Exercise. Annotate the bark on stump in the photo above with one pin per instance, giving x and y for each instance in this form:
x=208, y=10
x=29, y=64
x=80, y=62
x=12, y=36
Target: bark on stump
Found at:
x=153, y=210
──────────
> **WORK REQUIRED**: Rewrite the lines above, replacing every occurrence of "stump" with "log" and leaving all other text unchanged.

> **ANSWER TO THIS TASK**:
Exercise. Annotate the bark on log in the photo above with one pin per instance, giving x and y for each instance in this form:
x=208, y=10
x=29, y=64
x=80, y=62
x=12, y=36
Target: bark on log
Found at:
x=153, y=210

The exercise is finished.